■ **WHAT THIS EXERCISE ASKS**
1. In the sermon on housing and the Reign of Christ, what does the text name as the number one factor in generational wealth accumulation?
2. Resume the sermon on housing and the Reign of Christ, picking up right after its final sentence.

■ **DOCUMENT TEXT**

▽

Over the course of the last century, one of the stories that has dominated our society is the story about how real estate prices dropped when people of color started moving to white neighborhoods. This pernicious story resulted in the rise of suburbs, which in many places Black people were not allowed to move to. This resulted in the practice of redlining, which designated in which parts of a city or town minorities could purchase property – usually the least desirable parts. And this resulted in restrictive zoning regulations, which found many ways to dissuade the building of multi-family rentals, which were attractive to families of color who could not afford to buy a house, due to the fact that their forebears were kept from buying houses. (The number one factor in generational wealth accumulation is home-ownership.)

The crazy thing about all this is that, when you get right down to it, it’s all just a story that has been told so many times that it became real. The only reason that housing prices dropped in white neighborhoods when Black families moved there is that the white families believed the housing prices would drop. So they sold their houses and moved and such flight made the neighborhood look like it was failing, which drove prices down, which made more white people move. And so and so on until the story had reinforced itself so much that it became an enduring and unjust reality in this country. And the NIMBY principle continues to reinforce the story to this day. 

So now, in 2022, with all the baggage of this narrative weighing down our collective story, we have to fight hard against the prevailing cultural forces in order to see how the Reign of Christ is trying to break into the story. Here’s what I see. If folks a long time ago decided that people of color moving into a neighborhood would lower the property values, we as a society can collectively decide in the here and now that that won’t happen; that indeed, a diverse population of many backgrounds and experiences, of many cultures and customs, is actually beneficial to the neighborhood – and, boy, wouldn’t we want to live in a place like that. Because such a place of justice, equity, diversity, and mutual welcome sure sounds like the Reign of Christ to me.

The NIMBY principle is a kneejerk reaction to a change in the status quo. We all have it, I know. But the Reign of Christ invites us to expand our view past our own backyards and discern how we can collectively tell new stories that star everyone. In our reading today from the Prophet Jeremiah, we hear a resonance of the Reign of Christ: “The days are surely coming, says the Lord, when I will raise up for David a righteous Branch, and he shall reign as king and deal wisely, and shall execute justice and righteousness in the land.”

△

■ **SUPPLIED DATA**
▽

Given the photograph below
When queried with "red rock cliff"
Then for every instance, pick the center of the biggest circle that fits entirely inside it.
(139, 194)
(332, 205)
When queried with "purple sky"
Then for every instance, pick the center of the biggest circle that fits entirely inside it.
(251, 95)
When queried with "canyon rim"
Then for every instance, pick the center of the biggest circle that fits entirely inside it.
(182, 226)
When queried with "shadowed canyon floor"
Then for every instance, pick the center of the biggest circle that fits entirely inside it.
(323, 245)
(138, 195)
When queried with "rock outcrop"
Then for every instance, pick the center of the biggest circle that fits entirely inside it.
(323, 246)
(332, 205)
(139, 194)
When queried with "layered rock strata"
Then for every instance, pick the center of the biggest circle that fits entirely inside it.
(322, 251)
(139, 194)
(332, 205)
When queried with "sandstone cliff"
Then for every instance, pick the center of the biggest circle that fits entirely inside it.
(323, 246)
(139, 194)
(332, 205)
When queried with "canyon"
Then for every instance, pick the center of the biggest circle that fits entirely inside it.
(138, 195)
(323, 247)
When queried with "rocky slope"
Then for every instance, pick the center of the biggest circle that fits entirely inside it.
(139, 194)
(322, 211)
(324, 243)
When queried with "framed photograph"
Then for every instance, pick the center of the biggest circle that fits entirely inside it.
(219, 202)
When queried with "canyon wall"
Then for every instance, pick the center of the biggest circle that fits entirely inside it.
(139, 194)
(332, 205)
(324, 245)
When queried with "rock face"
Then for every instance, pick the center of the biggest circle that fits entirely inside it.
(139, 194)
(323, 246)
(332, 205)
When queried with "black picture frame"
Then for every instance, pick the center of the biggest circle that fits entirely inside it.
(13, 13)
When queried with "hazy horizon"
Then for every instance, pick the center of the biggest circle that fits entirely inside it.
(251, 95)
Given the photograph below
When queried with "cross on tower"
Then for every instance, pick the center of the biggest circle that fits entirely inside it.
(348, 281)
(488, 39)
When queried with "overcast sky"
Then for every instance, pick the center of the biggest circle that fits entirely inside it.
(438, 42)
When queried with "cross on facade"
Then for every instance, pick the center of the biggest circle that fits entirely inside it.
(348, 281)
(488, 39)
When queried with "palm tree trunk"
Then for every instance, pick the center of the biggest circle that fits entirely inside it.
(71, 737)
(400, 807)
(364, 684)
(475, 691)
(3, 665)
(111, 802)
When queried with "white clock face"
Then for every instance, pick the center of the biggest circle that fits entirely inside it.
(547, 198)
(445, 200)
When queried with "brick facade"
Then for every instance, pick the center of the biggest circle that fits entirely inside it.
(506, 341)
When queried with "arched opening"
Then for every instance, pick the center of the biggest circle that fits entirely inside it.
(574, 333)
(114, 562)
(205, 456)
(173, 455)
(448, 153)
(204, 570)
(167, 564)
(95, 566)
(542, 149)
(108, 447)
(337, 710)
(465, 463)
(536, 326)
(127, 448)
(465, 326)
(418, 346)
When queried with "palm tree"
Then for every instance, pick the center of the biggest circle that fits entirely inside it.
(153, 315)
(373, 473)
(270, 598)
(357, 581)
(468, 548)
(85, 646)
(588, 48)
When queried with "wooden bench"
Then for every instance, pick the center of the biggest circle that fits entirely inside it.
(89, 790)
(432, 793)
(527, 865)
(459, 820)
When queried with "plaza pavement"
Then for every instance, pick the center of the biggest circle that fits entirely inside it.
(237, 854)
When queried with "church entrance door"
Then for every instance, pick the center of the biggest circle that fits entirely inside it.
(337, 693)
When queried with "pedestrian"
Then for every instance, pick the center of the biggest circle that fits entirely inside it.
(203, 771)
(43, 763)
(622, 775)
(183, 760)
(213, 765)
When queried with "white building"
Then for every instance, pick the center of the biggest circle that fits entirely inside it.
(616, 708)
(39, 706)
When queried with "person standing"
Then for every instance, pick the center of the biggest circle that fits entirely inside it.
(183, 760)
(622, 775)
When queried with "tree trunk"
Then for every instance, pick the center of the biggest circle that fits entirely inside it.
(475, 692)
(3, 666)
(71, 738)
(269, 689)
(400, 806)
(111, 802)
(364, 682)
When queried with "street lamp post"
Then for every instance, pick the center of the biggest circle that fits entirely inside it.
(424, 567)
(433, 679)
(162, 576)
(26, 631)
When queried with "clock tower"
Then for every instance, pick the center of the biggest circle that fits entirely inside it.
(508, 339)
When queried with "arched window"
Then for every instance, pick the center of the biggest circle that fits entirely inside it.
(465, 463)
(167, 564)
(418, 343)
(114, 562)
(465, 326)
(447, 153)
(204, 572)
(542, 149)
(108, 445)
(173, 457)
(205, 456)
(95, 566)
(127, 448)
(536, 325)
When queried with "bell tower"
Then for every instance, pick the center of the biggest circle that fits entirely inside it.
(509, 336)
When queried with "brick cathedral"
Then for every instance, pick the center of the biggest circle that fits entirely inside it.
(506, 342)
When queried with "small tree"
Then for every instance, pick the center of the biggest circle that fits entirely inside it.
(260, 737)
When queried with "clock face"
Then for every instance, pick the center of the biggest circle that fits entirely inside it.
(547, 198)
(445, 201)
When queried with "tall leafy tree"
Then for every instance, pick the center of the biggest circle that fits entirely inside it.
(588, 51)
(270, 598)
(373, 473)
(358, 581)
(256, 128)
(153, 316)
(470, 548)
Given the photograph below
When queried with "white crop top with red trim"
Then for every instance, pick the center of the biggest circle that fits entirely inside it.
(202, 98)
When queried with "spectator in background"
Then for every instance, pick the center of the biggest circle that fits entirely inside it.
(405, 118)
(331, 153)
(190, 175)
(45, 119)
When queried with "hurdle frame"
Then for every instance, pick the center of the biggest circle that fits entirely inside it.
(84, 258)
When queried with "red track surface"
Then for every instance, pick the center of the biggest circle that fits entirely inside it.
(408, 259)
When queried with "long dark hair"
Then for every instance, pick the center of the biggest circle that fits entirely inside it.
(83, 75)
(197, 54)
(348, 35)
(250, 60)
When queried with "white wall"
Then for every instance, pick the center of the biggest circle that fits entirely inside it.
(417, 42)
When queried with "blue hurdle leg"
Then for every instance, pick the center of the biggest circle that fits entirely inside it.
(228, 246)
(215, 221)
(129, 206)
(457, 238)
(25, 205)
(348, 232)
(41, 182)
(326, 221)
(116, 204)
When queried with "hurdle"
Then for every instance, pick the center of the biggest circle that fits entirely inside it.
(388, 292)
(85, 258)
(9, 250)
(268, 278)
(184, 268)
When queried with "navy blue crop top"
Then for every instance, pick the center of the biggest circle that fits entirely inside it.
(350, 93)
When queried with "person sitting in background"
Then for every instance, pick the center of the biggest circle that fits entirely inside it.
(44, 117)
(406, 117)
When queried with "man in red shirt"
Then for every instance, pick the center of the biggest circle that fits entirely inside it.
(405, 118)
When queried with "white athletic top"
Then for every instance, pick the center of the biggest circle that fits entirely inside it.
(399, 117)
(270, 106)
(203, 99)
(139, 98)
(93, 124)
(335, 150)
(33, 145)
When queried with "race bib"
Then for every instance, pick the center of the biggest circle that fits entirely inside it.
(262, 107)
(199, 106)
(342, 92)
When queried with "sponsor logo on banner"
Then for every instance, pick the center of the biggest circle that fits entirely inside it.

△

■ **ANSWERS TO THE PROBLEMS**
1. Home-ownership.

2.
Executing justice and righteousness in the land. That’s the Reign of Christ: a place where all people and all of Creation lives in right relationship with God and one another. The NIMBY principle too often halts the building of such a place before it even gets going. But NIMBY is rooted in fear, plain and simple. We are people rooted in love, and we can share that love by helping to write new societal stories full of justice and equity.


If you’d like to learn more about the story of the housing crisis in Southeastern Connecticut, I invite you to check out the “Housing Solutions Lab” of The Day newspaper. Their recent articles are eye-opening and full of important information about the local housing crisis. St. Mark’s will also be making a donation to the Homeless Hospitality Center in New London in recognition for their work walking with people hit hardest by this crisis. Such people include an increasingly larger population of unhoused elders, who are being priced out of housing due to fixed incomes not keeping up with housing costs. A second donation will go to Always Home here in Mystic whose primary work is keeping families on the brink of homelessness in their homes, as a large population of families in our region is a car repair or medical bill away from losing their home. This crisis is big and ongoing, and the story our society tells us that it is intractable. But it’s not. We can work together as a society to change the story.